__Exercise__
Write the data out again exactly and in full.
Material provided Start Marker
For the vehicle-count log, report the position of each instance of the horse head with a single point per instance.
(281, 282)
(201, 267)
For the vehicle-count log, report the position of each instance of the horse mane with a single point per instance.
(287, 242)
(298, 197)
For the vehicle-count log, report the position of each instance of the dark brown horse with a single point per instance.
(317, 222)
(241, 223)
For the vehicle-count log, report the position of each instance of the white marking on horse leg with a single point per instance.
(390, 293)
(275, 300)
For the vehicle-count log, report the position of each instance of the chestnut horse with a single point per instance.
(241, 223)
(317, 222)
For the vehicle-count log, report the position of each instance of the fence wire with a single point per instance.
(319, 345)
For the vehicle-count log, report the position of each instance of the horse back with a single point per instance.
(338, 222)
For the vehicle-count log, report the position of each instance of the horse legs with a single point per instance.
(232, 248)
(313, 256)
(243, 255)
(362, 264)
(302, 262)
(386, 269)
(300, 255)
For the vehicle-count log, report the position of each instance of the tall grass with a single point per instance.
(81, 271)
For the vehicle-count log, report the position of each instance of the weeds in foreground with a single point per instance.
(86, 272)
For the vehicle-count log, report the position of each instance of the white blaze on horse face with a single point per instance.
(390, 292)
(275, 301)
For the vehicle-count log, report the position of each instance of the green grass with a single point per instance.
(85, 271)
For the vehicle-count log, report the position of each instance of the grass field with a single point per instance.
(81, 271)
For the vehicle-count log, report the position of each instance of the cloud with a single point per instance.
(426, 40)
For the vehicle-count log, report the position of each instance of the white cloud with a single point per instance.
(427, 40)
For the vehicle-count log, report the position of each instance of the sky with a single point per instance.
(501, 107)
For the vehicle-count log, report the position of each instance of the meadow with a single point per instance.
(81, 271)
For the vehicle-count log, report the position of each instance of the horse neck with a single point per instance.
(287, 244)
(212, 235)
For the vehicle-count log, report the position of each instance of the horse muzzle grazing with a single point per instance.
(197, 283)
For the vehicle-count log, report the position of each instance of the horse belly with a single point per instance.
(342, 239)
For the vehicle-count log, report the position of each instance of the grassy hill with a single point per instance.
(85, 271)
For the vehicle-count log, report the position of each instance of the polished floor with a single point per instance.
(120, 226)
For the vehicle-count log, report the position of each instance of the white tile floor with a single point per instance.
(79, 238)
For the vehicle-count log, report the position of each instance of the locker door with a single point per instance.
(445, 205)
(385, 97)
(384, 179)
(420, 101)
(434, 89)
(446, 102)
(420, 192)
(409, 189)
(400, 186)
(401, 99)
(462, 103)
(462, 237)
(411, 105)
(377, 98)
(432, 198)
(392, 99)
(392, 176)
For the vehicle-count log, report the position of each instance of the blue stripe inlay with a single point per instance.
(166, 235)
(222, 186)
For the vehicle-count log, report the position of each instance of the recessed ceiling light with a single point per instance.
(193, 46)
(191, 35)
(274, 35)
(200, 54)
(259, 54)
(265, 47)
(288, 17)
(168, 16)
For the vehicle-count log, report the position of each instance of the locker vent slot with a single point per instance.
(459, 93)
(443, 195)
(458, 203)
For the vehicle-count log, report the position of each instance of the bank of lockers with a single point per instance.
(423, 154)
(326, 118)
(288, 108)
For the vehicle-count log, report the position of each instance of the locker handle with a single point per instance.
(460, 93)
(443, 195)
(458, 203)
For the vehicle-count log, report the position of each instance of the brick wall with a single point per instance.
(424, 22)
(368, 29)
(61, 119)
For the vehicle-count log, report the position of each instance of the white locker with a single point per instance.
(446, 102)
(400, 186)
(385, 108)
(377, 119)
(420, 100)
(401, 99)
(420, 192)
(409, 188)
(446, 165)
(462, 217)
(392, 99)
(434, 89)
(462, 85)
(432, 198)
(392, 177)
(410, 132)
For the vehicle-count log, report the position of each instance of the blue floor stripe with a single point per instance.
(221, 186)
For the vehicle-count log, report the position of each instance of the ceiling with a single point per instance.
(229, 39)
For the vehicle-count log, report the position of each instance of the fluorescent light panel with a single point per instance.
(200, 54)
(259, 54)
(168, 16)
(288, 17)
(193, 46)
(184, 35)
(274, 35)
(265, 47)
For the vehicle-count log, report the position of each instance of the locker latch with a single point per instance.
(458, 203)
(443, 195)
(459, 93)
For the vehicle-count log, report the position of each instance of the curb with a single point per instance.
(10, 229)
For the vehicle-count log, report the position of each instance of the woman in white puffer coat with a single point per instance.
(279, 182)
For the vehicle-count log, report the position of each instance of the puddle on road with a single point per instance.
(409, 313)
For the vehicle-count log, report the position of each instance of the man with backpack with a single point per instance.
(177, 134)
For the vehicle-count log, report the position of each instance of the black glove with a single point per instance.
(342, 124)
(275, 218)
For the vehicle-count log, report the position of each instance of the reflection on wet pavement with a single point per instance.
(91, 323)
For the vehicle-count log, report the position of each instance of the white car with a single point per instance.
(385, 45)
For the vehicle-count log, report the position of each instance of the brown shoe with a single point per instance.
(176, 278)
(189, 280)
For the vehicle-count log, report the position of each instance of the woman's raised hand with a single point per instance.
Material provided End Marker
__Expected output__
For the vehicle-count log, report the position of each instance of the horse head with a single point per instance.
(281, 282)
(201, 267)
For the vehicle-count log, report the position of each instance of the horse mane with a single point per instance.
(287, 242)
(298, 197)
For the vehicle-count log, report the position of each instance of the dark brown horse with a single point per instance.
(317, 222)
(241, 223)
For the vehicle-count log, report the position of each instance of the white marking on horse leg with a single point per instance.
(390, 293)
(275, 300)
For the vehicle-count log, report the position of each instance of the chestnut horse with a single point per instance.
(241, 223)
(317, 222)
For the vehicle-count log, report the position of each instance of the fence wire with a single point per instance.
(319, 345)
For the vehicle-count log, report the position of each instance of the horse back with a single point per instance.
(338, 222)
For the vehicle-count log, report the position of each instance of the horse legs with a single point per instance.
(232, 248)
(313, 256)
(243, 255)
(362, 264)
(302, 262)
(386, 269)
(300, 255)
For the vehicle-count log, report the position of each instance of the tall grass with a single point per instance.
(81, 271)
For the vehicle-count log, report the position of each instance of the weeds in foreground with a single point per instance.
(86, 272)
For the vehicle-count log, report the position of each instance of the white blaze on horse face with a single point per instance.
(390, 292)
(275, 301)
For the vehicle-count log, report the position of each instance of the green grass with a single point per instance.
(85, 271)
For the vehicle-count log, report the position of each instance of the grass field with a single point per instance.
(81, 271)
For the vehicle-count log, report the position of each instance of the cloud with a single point per instance.
(426, 40)
For the vehicle-count log, report the position of each instance of the white cloud with a single point per instance.
(427, 40)
For the vehicle-count log, report the position of each instance of the sky with a single point per instance.
(501, 107)
For the vehicle-count log, report the position of each instance of the meadow with a single point per instance.
(81, 271)
For the vehicle-count log, report the position of each instance of the horse neck with a single point per instance.
(287, 244)
(212, 235)
For the vehicle-count log, report the position of each instance of the horse muzzle grazing with a single point per instance.
(197, 283)
For the vehicle-count log, report the position of each instance of the horse belly with a single point per instance.
(342, 239)
For the vehicle-count log, report the position of each instance of the grassy hill with a single point per instance.
(85, 271)
For the vehicle-count log, report the position of each instance of the polished floor with a single point per instance.
(120, 226)
For the vehicle-count log, report the position of each instance of the white tile floor with a single point per instance.
(79, 238)
For the vehicle-count log, report the position of each instance of the locker door with a single point per instance.
(445, 205)
(385, 97)
(384, 179)
(420, 101)
(434, 89)
(446, 102)
(420, 192)
(409, 189)
(400, 186)
(401, 99)
(462, 103)
(462, 237)
(411, 105)
(377, 98)
(432, 198)
(392, 99)
(392, 176)
For the vehicle-count log, report the position of each instance of the blue stripe inlay with a single point per instance.
(166, 235)
(222, 186)
For the vehicle-count log, report the position of each instance of the recessed ceiling light with a single point per instance.
(193, 46)
(191, 35)
(274, 35)
(200, 54)
(259, 54)
(265, 47)
(288, 17)
(168, 16)
For the vehicle-count log, report the position of each instance of the locker vent slot with a single point per instance.
(459, 93)
(443, 195)
(458, 203)
For the vehicle-count log, report the position of each instance of the bank of lockers with a single point per instance.
(423, 154)
(326, 118)
(288, 108)
For the vehicle-count log, report the position of each instance of the locker handle with a single point per instance.
(460, 93)
(443, 195)
(458, 203)
For the vehicle-count log, report the position of each instance of the brick wall with a single point per instance.
(424, 22)
(368, 29)
(61, 119)
For the vehicle-count log, report the position of each instance of the white locker with a single point per instance.
(446, 102)
(400, 186)
(385, 108)
(377, 119)
(420, 100)
(401, 99)
(420, 192)
(409, 188)
(446, 165)
(462, 217)
(392, 99)
(434, 89)
(462, 85)
(432, 198)
(392, 177)
(410, 132)
For the vehicle-count log, report the position of each instance of the blue floor stripe with a single point per instance.
(221, 186)
For the vehicle-count log, report the position of each instance of the ceiling with a single point per instance.
(229, 39)
For the vehicle-count log, report the position of each instance of the fluorescent light panel with a single point per instance.
(200, 54)
(259, 54)
(168, 16)
(288, 17)
(193, 46)
(184, 35)
(274, 35)
(265, 47)
For the vehicle-count log, report the position of each instance of the locker latch with a single point per instance.
(458, 203)
(443, 195)
(459, 93)
For the vehicle-count log, report the position of each instance of the curb with a single point per instance.
(10, 229)
For the vehicle-count log, report the position of each instance of the woman in white puffer coat with a single point per instance.
(279, 182)
For the vehicle-count log, report the position of each instance of the puddle on road with a single point per instance.
(409, 313)
For the vehicle-count log, report the position of each instance of the man with backpack with a single point per instance.
(177, 134)
For the vehicle-count log, report the position of each instance of the black glove with a single point per instance.
(342, 124)
(275, 218)
For the vehicle-count log, report the position of each instance of the reflection on wet pavement with a single point per instance.
(91, 323)
For the vehicle-count log, report the position of each instance of the white car with a single point per instance.
(385, 45)
For the vehicle-count log, report the position of each instance of the brown shoe with a single point per instance.
(176, 278)
(189, 280)
For the vehicle-count log, report the position of each instance of the woman's raised hand with a single point per instance.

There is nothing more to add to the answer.